#### STATED GOAL:
Please rewrite all the items below, replacing "bounding box" with "rectangle" and leaving everything else unchanged. Leave the pictures out of your answer.

#### GIVEN ENTRIES:

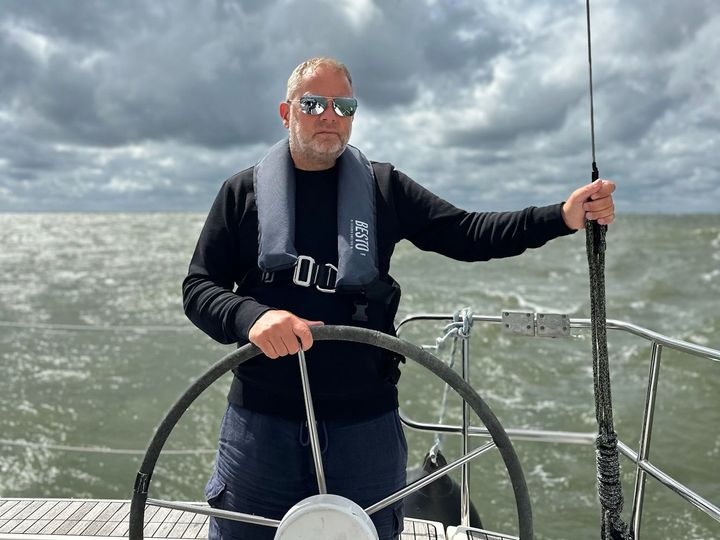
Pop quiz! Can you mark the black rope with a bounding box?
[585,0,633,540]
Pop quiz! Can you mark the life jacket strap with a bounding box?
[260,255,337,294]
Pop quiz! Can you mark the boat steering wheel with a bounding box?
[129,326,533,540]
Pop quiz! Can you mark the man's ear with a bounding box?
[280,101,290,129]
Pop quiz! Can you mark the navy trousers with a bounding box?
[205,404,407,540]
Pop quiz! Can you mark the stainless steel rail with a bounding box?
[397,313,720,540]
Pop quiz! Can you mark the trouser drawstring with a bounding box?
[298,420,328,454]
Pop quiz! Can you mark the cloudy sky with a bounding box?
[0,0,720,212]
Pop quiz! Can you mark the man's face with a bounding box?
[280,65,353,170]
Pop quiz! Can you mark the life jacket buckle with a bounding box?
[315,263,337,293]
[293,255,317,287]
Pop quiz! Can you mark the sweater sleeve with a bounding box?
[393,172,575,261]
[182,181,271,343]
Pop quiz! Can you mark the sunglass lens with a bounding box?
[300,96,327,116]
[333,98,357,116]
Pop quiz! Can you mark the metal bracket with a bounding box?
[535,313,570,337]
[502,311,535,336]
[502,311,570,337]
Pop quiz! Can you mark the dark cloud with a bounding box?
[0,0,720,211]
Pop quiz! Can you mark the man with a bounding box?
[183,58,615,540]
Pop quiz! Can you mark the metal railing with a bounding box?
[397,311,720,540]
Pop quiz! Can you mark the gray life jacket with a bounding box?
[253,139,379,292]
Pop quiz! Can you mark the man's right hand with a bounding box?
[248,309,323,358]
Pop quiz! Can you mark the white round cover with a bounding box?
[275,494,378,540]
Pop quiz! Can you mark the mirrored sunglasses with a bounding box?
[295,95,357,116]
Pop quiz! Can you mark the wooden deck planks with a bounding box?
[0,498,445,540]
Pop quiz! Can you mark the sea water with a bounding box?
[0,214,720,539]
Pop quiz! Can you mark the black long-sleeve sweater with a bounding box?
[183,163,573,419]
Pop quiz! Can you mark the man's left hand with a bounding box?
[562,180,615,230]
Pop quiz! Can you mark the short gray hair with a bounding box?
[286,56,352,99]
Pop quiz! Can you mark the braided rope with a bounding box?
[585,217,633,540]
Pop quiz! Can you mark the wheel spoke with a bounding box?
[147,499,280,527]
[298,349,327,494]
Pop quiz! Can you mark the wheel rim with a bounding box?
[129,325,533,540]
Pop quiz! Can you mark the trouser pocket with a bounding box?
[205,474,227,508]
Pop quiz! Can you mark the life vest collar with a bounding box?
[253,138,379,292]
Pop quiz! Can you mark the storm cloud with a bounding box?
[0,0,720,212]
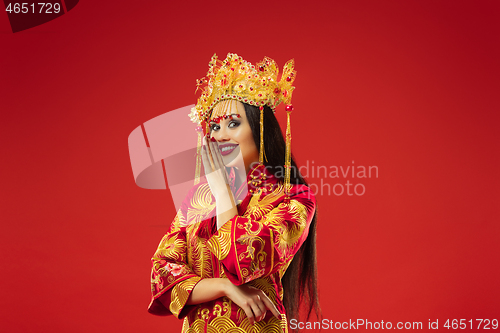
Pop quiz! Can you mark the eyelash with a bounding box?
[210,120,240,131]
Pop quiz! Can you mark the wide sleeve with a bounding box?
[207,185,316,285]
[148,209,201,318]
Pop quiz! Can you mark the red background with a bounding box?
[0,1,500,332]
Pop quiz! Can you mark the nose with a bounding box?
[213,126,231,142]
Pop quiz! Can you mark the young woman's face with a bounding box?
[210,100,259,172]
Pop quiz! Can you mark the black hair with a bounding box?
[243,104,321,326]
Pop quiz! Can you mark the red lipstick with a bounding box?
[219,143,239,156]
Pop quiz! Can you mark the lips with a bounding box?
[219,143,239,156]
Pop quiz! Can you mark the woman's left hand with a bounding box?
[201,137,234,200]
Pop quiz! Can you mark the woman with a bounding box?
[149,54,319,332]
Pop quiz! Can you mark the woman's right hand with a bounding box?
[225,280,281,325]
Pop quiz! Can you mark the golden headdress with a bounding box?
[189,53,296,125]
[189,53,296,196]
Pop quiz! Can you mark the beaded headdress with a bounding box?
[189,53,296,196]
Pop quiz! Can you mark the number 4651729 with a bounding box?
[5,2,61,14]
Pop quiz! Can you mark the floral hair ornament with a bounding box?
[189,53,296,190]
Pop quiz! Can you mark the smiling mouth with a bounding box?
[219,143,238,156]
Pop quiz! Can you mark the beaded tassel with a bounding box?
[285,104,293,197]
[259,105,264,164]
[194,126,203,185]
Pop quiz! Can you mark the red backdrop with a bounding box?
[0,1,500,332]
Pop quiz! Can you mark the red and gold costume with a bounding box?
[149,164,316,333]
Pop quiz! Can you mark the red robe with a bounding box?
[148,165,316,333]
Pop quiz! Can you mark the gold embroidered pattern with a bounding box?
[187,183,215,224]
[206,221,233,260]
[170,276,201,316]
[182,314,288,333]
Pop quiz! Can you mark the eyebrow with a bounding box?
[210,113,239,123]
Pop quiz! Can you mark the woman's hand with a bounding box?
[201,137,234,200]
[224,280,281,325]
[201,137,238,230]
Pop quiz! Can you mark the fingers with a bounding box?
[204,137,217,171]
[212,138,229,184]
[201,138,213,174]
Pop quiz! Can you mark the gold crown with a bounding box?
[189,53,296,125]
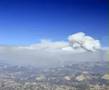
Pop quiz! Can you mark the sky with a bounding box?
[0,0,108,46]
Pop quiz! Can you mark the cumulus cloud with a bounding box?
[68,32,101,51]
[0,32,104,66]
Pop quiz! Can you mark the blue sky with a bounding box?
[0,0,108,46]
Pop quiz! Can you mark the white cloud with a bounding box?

#### FINISHED EXERCISE:
Pop quiz! Can you mark the black rope with a rectangle?
[585,0,633,540]
Pop quiz! Can you mark the life jacket strap with a rectangle?
[260,255,337,294]
Pop quiz! Can you mark the boat steering wheel with a rectangle?
[129,326,533,540]
Pop quiz! Can you mark the man's ear with a rectangle?
[280,101,290,129]
Pop quiz! Can you mark the navy trousers with a rectangle?
[205,404,407,540]
Pop quiz! Can you mark the stainless steel rail with a rectangle?
[397,313,720,540]
Pop quiz! Can you mark the trouser drawstring with a rectangle?
[298,420,328,454]
Pop quiz! Can you mark the cloudy sky with a rectangle?
[0,0,720,212]
Pop quiz! Can you mark the man's face with a rectangle?
[280,65,353,170]
Pop quiz! Can you mark the life jacket buckle with a rectangle?
[315,263,337,293]
[293,255,317,287]
Pop quiz! Can you mark the sweater sleeve with a rectangle?
[393,172,575,261]
[182,181,271,343]
Pop quiz! Can you mark the sunglass lens with a rectangle?
[300,96,327,116]
[333,98,357,116]
Pop quiz! Can you mark the metal bracket with a rectangle?
[535,313,570,337]
[502,311,535,336]
[502,311,570,337]
Pop quiz! Can you mark the dark cloud with a rectangle?
[0,0,720,211]
Pop quiz! Can you mark the man with a rectangle?
[183,58,615,540]
Pop quiz! Can you mark the metal railing with a rectangle?
[397,311,720,540]
Pop quiz! Can you mark the gray life jacket with a rectangle?
[253,139,379,292]
Pop quiz! Can you mark the man's right hand with a rectangle?
[248,309,323,358]
Pop quiz! Can you mark the white round cover with a rectangle?
[275,494,378,540]
Pop quiz! Can you mark the mirrored sunglasses with a rectangle?
[295,95,357,116]
Pop quiz! Can you mark the wooden deck planks with a rectangle?
[0,498,445,540]
Pop quiz! Can you mark the sea water with a rectangle?
[0,214,720,539]
Pop quiz! Can you mark the black long-sleeve sweater with a rectangle?
[183,163,573,419]
Pop quiz! Can you mark the man's left hand with a rectangle?
[562,180,615,230]
Pop quiz! Can you mark the short gray hair with a rectangle?
[286,56,352,99]
Pop quiz! Can you mark the braided rope with a rectangle?
[585,217,633,540]
Pop quiz! Can you mark the wheel spoke with a rectangle?
[147,499,280,527]
[298,349,327,494]
Pop quiz! Can you mark the wheel rim with a rectangle?
[129,325,533,540]
Pop quiz! Can you mark the trouser pocket with a rectangle?
[205,474,227,508]
Pop quiz! Can you mark the life vest collar with a rectangle?
[253,138,379,292]
Pop quiz! Can you mark the storm cloud with a rectangle?
[0,0,720,212]
Pop quiz! Can you mark the eyelash with a rectangle?
[210,120,240,131]
Pop quiz! Can you mark the wide sleeve with a rectangle?
[207,185,316,285]
[148,209,201,318]
Pop quiz! Can you mark the red background with a rectangle?
[0,1,500,332]
Pop quiz! Can you mark the nose with a rectangle?
[213,126,231,142]
Pop quiz! Can you mark the young woman's face with a rectangle?
[210,100,259,172]
Pop quiz! Can you mark the black hair with a rectangle?
[243,104,321,326]
Pop quiz! Can you mark the red lipstick with a rectangle?
[219,143,239,156]
Pop quiz! Can you mark the lips with a rectangle?
[219,143,239,156]
Pop quiz! Can you mark the woman's left hand with a rectangle?
[201,137,234,200]
Pop quiz! Can you mark the woman with a rectangle?
[149,54,319,332]
Pop quiz! Can you mark the woman's right hand with a rectangle?
[225,280,281,325]
Pop quiz! Can you mark the golden headdress with a rectangle?
[189,53,296,125]
[189,53,296,196]
Pop quiz! Can you mark the beaded headdress with a rectangle?
[189,53,296,196]
Pop quiz! Can you mark the number 4651729 with a rectangle?
[5,2,61,14]
Pop quiz! Can you mark the floral hair ornament with a rectangle?
[189,53,296,190]
Pop quiz! Can you mark the smiling mouth with a rectangle?
[219,143,238,156]
Pop quiz! Can you mark the beaded tassel with a rectangle?
[285,104,293,197]
[259,105,264,164]
[194,126,203,185]
Pop quiz! Can you mark the red backdrop with a rectangle?
[0,1,500,332]
Pop quiz! Can you mark the red and gold costume with a rectangle?
[149,164,316,333]
Pop quiz! Can you mark the red robe with a rectangle?
[148,165,316,333]
Pop quiz! Can you mark the gold embroidered pattern with a rectangle?
[187,183,215,224]
[206,221,233,260]
[170,276,201,316]
[182,314,288,333]
Pop quiz! Can you mark the eyebrow with a rectangle?
[210,113,239,123]
Pop quiz! Can you mark the woman's hand with a rectangle?
[201,137,234,200]
[224,280,281,325]
[201,137,238,230]
Pop quiz! Can you mark the fingers with a rectangle?
[204,137,217,171]
[212,138,229,184]
[201,138,213,174]
Pop quiz! Can you mark the gold crown with a rectangle?
[189,53,296,125]
Pop quiz! Can you mark the sky with a rectangle?
[0,0,108,46]
Pop quiz! Can you mark the cumulus cloud with a rectangle?
[68,32,101,51]
[0,32,104,66]
Pop quiz! Can you mark the blue sky with a rectangle?
[0,0,108,46]
Pop quiz! Can you mark the white cloud with a rectangle?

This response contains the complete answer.